TASK BRIEF —
Put the rows below into a two-column CSV with the headers instruction and boxes, one line per row, with the row's text under instruction and all of its answer under boxes. Wrap every field in double quotes and replace any line breaks inside a field with spaces.

RECORDS TO USE —
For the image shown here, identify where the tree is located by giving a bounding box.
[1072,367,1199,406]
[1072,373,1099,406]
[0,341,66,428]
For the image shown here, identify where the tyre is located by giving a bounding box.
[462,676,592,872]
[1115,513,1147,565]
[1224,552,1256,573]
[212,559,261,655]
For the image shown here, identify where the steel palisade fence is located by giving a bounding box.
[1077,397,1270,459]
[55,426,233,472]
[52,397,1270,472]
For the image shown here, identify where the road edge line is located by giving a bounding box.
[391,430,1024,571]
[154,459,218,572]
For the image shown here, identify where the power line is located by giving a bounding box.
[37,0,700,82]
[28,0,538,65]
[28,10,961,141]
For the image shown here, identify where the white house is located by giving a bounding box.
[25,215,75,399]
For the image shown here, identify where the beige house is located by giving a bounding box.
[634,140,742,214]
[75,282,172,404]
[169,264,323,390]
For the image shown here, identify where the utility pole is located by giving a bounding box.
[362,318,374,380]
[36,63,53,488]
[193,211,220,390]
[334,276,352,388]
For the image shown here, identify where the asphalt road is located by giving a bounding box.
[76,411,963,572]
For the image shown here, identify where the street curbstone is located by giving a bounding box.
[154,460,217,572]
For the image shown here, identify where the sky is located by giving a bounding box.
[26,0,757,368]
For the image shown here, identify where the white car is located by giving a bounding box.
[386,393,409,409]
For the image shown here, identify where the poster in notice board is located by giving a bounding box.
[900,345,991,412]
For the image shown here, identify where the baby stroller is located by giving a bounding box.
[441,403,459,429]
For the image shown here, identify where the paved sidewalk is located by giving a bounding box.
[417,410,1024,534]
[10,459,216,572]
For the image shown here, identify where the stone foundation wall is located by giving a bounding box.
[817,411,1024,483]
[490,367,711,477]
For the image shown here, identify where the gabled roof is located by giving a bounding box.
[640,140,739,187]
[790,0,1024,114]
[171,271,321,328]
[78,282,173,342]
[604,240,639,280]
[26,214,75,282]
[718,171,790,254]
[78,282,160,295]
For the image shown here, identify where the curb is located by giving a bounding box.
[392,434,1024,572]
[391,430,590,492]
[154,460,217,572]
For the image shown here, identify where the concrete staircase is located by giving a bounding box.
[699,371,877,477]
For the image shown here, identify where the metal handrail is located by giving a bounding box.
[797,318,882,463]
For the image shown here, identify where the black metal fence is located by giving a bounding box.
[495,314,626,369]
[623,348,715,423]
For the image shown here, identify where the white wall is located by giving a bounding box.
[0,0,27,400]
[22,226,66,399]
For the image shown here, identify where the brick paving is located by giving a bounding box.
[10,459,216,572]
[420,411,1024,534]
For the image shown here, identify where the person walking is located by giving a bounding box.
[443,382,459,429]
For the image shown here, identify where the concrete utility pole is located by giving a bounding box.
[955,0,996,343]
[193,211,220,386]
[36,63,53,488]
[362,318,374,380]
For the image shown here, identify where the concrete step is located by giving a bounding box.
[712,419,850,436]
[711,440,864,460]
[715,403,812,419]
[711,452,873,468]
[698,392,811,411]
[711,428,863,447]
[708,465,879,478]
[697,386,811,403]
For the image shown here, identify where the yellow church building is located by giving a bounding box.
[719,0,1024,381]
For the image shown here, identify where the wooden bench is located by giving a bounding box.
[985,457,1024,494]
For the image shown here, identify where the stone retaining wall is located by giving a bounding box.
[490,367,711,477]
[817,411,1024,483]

EXERCISE RESULT —
instruction,boxes
"For the image shown here, identify where the tree is located by giving a bounding box.","[1072,367,1199,406] [1072,373,1099,406] [0,341,66,428]"
"For the image shown here, identify where the tyre is located by giving a bounding box.","[462,676,592,872] [1115,513,1147,565] [1224,552,1256,573] [212,559,261,655]"
"For the image shown here, identify where the steel palisade fence is located by giving a bounding box.","[1077,397,1270,459] [55,426,233,472] [52,397,1270,472]"
"For the image shown here, identify where the road edge line is located by giving a bounding box.","[391,430,1024,571] [154,459,218,572]"
"For the image shown here, identify where the power line is located by giving a bounding box.","[37,0,700,82] [28,0,538,65] [28,10,961,141]"
"For the image shown here, identify where the white house is located by giving a bounding box.","[25,215,75,399]"
"For the image shown here, identify where the beige house is located by giving a bounding box.","[634,140,742,214] [75,282,172,404] [169,264,323,390]"
"For the image shown here, identify where the utility pole is located by giving a bounding box.","[362,318,374,380] [36,63,53,488] [193,211,220,390] [334,276,352,388]"
"For the image shown here, identify where the asphalt road is located by giving a bounding box.","[76,411,963,572]"
"For the image shown here, identify where the street curbstone is located by giving a bounding box.","[154,460,217,572]"
"For the image shown here, identify where the sky is located by giving a bounding box.","[26,0,757,368]"
"For the image shown here, identify where the white car is located by giving a bounding box.","[386,393,409,409]"
"For the image shown here, identify where the poster in notice board is located by giving a bounding box.","[900,345,991,412]"
"For the image shown here, identify where the baby stroller is located by giving a bounding box.","[441,403,459,429]"
"For the image shown here, identify where the paved sidewalk is located by giving a bounding box.","[417,410,1024,534] [10,459,216,572]"
"For the image shown here, identify where the stone foundation wall is located by giving a bounding box.","[817,411,1024,483] [490,367,711,477]"
"For the image shown here, identify where the gabled roof is located by giving a bounding box.","[640,140,739,187] [790,0,1024,114] [171,271,321,328] [78,282,173,342] [604,240,639,280] [26,214,75,282] [718,171,790,254] [78,282,160,295]"
"For the image shown here, identify where the curb is located by giving a bounding box.","[392,434,1024,572] [391,430,590,492] [154,460,217,572]"
"For the image shown here, identify where the concrete staircase is located by giving a bounding box.","[699,371,877,477]"
"For the image shown here, identify where the metal handrail is located by giving a bounding box.","[797,318,882,463]"
"For the image shown here, identify where the black metal fence is located by giving a bounding box.","[495,314,626,369] [623,348,715,423]"
"For the image shown here, identify where the white wall is located by giving a bounding box.","[0,0,27,400] [22,226,66,399]"
"For the image shown here, identify where the brick paving is located by giving a bounding box.","[10,459,216,572] [420,411,1024,534]"
"For the image shown here, identify where the person walking is located by giving a bounding box.","[443,382,459,429]"
"For the image shown here, identify where the concrete utility pole is located by giving a bounding box.","[955,0,996,343] [193,211,220,386] [36,63,53,488] [362,318,374,380]"
"For the image shown here, identify where the concrete step is located by giving a bounding box.","[712,419,850,436] [711,440,864,460] [715,403,812,419] [711,452,873,468] [698,392,811,411] [711,428,863,447] [708,465,879,478] [697,386,811,403]"
"For the image shown here, identify where the yellow church building is located by giving a bounding box.","[719,0,1024,381]"
"For the image shown here, identify where the wooden bench is located by giving a bounding box.","[985,457,1024,494]"
"For the image shown here, identify where the stone retaining wall is located by giving a bounding box.","[490,367,711,477] [817,411,1024,483]"